> _YOUR OBJECTIVE_
Starting at the beginning of the records and ending at the line that contains "[696, 234, 742, 293]", render each record as one row of a two-column CSV with columns input and output. Put the record's text and its answer each in a single quoted field, with line breaks changed to spaces.

Data records
--- BEGIN ---

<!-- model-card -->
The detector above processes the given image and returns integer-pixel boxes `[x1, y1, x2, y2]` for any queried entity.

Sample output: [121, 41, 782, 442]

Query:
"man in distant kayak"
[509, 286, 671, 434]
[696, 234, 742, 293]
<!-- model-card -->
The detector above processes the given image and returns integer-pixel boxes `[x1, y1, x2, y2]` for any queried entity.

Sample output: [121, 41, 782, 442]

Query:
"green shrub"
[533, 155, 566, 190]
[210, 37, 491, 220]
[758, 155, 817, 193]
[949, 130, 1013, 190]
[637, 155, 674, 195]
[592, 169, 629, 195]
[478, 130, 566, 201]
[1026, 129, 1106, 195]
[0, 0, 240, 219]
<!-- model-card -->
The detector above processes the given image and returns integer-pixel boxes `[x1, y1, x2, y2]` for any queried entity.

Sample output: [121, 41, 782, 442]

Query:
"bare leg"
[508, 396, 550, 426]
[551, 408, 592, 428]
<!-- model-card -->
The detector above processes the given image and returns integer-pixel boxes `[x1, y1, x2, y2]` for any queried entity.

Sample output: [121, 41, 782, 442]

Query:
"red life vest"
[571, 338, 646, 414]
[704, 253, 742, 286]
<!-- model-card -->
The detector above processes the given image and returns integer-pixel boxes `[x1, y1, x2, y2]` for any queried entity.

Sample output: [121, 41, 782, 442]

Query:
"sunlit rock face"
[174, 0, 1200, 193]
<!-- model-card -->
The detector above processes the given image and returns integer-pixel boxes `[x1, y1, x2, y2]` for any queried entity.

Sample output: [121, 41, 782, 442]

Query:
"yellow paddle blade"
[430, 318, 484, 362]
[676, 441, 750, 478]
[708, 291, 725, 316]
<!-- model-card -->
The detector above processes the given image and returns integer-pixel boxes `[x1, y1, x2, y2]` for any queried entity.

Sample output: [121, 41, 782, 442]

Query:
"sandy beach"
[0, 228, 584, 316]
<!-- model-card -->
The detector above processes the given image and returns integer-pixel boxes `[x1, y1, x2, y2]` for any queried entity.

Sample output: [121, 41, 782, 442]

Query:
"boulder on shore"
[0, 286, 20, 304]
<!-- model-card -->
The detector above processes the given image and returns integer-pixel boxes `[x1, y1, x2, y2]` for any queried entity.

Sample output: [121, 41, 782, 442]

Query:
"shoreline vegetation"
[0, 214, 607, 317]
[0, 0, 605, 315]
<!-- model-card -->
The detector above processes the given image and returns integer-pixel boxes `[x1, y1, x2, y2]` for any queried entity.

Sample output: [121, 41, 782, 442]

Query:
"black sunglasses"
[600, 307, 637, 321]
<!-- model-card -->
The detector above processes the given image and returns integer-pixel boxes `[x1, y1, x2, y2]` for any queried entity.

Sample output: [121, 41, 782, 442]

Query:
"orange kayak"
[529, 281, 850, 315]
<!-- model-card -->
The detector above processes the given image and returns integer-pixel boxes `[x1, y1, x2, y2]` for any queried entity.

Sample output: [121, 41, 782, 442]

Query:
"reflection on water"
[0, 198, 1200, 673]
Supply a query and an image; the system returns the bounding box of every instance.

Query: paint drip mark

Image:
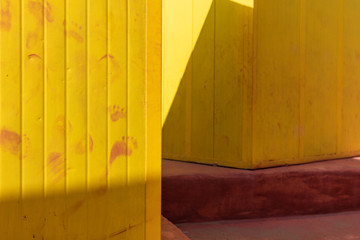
[75,141,86,154]
[0,0,11,32]
[99,54,114,62]
[23,134,31,158]
[0,128,21,155]
[109,105,126,122]
[47,152,64,181]
[110,137,138,165]
[28,1,54,24]
[109,224,139,238]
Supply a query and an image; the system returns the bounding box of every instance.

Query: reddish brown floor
[161,217,189,240]
[178,212,360,240]
[162,158,360,223]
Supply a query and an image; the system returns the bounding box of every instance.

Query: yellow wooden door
[163,0,360,168]
[0,0,161,240]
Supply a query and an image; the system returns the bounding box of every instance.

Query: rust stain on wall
[0,0,11,32]
[47,152,64,180]
[28,1,54,24]
[26,33,38,49]
[109,105,126,122]
[109,137,138,165]
[66,30,84,42]
[0,128,21,155]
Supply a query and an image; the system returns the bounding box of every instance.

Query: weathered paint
[163,0,360,168]
[0,0,161,240]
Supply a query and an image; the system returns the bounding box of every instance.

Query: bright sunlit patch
[230,0,254,8]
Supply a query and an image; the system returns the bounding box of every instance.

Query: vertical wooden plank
[43,0,67,240]
[189,0,215,163]
[338,0,360,154]
[107,0,128,240]
[254,0,300,167]
[163,0,193,159]
[125,0,146,239]
[304,0,338,157]
[0,0,23,237]
[145,0,162,240]
[214,0,252,166]
[63,0,88,236]
[86,0,107,239]
[22,0,45,239]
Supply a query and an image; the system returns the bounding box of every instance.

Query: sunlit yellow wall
[163,0,360,168]
[0,0,161,237]
[163,0,253,168]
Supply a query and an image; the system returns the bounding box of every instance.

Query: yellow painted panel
[338,0,360,154]
[163,0,360,168]
[253,0,300,166]
[0,0,162,240]
[193,0,215,163]
[214,0,253,167]
[163,0,193,159]
[303,0,341,156]
[0,1,23,240]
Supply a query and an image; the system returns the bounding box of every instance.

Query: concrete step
[177,212,360,240]
[162,158,360,223]
[161,217,190,240]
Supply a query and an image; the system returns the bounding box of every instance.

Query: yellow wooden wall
[0,0,161,237]
[163,0,360,168]
[163,0,253,168]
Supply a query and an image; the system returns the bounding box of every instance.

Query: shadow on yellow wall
[163,0,253,168]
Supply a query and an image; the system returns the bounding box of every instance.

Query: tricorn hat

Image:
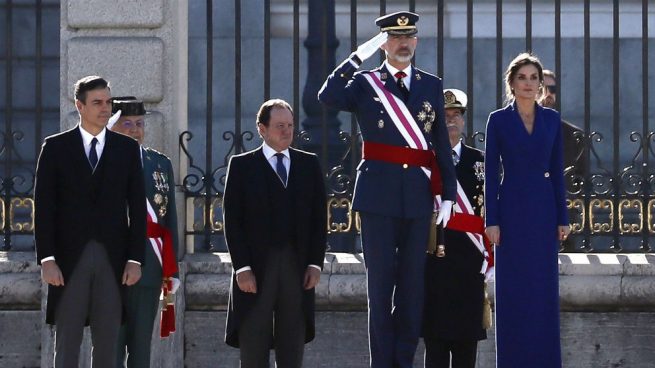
[375,12,418,35]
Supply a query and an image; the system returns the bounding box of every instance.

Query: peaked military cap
[111,96,147,116]
[375,12,418,35]
[443,88,468,112]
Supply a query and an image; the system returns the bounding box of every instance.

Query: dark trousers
[425,339,478,368]
[360,212,431,368]
[117,284,161,368]
[239,246,305,368]
[55,240,122,368]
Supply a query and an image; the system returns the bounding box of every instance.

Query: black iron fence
[180,0,655,252]
[0,0,59,250]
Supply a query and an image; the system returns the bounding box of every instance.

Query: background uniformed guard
[423,89,487,368]
[110,97,179,368]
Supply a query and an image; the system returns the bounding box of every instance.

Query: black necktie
[275,152,287,187]
[453,150,459,166]
[89,137,98,169]
[394,72,409,102]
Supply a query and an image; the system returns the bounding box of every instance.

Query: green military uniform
[118,147,178,368]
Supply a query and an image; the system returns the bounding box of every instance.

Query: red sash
[362,141,443,196]
[446,213,494,269]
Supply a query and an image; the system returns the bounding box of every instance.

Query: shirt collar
[384,60,412,80]
[453,140,462,158]
[262,142,291,160]
[78,124,107,147]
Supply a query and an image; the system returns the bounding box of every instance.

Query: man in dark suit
[539,69,589,251]
[318,12,456,367]
[108,97,180,368]
[539,69,587,177]
[223,99,327,368]
[34,76,146,368]
[423,89,487,368]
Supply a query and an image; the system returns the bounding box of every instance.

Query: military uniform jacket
[318,60,457,218]
[423,144,487,340]
[137,147,178,288]
[34,126,146,324]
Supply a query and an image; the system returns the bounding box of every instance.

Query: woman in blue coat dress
[485,53,569,368]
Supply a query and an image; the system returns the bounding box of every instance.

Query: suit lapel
[68,126,93,177]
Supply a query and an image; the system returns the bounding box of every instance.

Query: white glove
[171,277,180,294]
[437,200,453,227]
[107,110,121,130]
[355,32,389,62]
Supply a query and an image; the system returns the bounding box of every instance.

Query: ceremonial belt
[362,141,443,196]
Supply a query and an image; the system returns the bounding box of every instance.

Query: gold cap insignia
[443,91,457,105]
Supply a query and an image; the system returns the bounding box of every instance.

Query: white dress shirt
[384,60,412,91]
[452,140,462,162]
[237,142,321,275]
[79,124,107,169]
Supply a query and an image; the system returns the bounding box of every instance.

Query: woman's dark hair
[505,52,544,104]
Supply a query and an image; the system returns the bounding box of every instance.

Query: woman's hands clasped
[484,226,500,245]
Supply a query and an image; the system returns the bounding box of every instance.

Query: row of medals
[152,171,169,217]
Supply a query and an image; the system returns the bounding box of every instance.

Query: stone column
[41,0,188,367]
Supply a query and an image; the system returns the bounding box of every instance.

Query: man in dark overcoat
[34,76,146,368]
[223,99,327,368]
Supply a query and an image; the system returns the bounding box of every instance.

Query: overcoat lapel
[68,127,92,178]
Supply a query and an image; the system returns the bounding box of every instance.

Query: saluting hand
[41,260,64,286]
[354,32,389,62]
[237,270,257,294]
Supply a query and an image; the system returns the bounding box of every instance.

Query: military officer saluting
[318,12,456,367]
[108,97,179,368]
[423,89,489,368]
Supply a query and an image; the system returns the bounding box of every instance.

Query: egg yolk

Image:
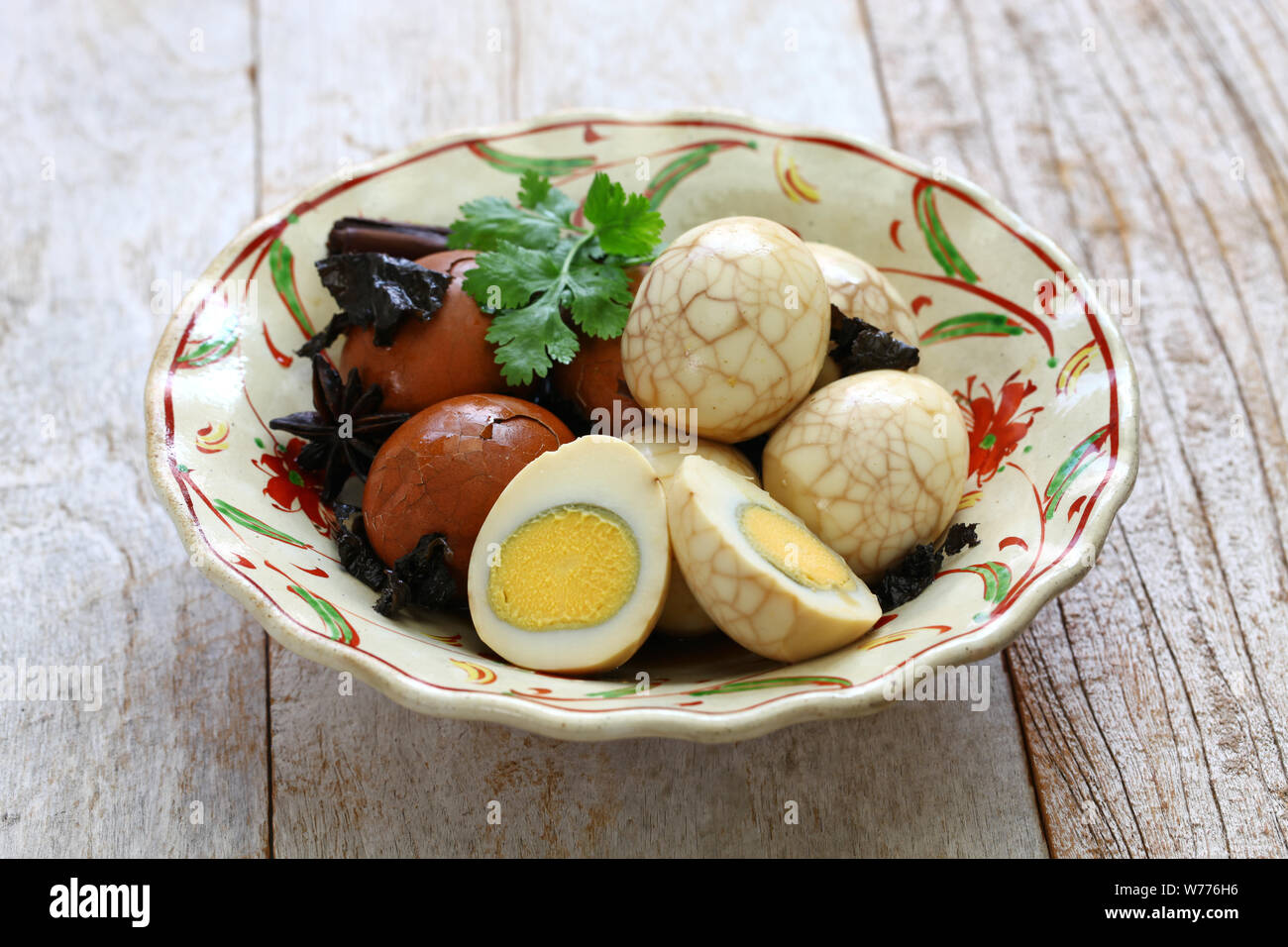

--- END ---

> _EXPECTED OUTPUT_
input,output
"<!-- model-card --> The detector above processes the given image and returns integer-pixel boxes `[x1, y1, x2, y2]` for any queried entity. Sample output: [121, 41, 782, 442] Query: ""man in distant kayak""","[509, 286, 671, 434] [696, 234, 742, 293]"